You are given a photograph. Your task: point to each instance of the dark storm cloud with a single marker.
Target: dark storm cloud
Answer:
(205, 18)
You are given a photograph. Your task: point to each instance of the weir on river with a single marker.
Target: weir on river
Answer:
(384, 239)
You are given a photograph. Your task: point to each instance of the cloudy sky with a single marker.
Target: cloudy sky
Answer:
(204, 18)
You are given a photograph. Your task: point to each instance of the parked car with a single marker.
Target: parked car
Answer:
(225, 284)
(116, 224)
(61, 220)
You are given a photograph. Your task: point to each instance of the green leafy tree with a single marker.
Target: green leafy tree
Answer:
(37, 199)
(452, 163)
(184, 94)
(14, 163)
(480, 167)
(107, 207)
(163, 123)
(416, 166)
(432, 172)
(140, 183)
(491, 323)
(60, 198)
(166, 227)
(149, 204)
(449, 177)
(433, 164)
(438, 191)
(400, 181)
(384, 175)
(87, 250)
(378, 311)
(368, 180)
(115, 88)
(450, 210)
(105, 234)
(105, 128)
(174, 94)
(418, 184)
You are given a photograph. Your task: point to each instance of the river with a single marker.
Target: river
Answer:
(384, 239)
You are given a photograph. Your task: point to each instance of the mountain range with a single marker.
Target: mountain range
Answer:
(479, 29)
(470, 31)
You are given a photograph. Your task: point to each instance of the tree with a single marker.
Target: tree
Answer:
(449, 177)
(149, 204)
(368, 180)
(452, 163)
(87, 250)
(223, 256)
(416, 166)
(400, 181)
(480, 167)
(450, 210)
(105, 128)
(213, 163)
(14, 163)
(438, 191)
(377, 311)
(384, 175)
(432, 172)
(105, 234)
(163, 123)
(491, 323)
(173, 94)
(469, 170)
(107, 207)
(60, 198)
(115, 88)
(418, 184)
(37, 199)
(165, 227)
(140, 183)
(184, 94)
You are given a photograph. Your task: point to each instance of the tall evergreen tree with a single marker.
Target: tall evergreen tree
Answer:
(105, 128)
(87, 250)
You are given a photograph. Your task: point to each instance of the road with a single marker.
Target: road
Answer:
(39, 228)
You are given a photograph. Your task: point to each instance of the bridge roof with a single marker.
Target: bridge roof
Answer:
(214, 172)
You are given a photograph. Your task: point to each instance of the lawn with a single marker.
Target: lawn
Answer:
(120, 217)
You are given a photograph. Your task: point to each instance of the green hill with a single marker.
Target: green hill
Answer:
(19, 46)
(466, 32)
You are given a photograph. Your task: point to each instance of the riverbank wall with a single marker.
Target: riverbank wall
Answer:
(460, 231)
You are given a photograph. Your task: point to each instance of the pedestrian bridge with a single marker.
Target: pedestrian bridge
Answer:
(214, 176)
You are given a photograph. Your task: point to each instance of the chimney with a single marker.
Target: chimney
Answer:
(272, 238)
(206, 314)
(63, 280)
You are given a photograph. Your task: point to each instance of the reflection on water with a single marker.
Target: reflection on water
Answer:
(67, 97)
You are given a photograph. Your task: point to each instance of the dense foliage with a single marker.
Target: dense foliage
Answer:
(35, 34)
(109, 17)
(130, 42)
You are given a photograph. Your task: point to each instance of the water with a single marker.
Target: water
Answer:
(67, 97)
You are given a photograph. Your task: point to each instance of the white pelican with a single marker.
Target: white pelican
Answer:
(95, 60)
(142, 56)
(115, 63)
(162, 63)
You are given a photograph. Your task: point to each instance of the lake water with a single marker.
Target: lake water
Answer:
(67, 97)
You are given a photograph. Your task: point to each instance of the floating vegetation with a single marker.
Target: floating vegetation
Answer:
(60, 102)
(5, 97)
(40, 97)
━━━━━━
◆ **ASSIGNED TASK**
Scan the material above for the string "roof" and report each line where you find it.

◆ **RESPONSE TO THE TASK**
You are given a photograph. Your task: point to each instance of the bridge roof with a single marker.
Target: bridge roof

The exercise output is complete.